▶ PROBLEM TO WORK ON
Would you repeat the listing below exactly, with no pictures in it?

--- START ---

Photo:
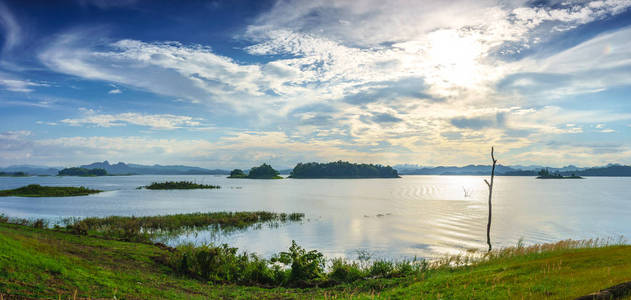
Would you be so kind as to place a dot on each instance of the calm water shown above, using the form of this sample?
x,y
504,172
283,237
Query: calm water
x,y
424,216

--- END ---

▶ SOLUTION TO THIS EXERCISE
Photo:
Would you be so kind as to place a dot on each instance of the calm water shown above, using the form of this sample?
x,y
504,172
283,237
Query: calm water
x,y
424,216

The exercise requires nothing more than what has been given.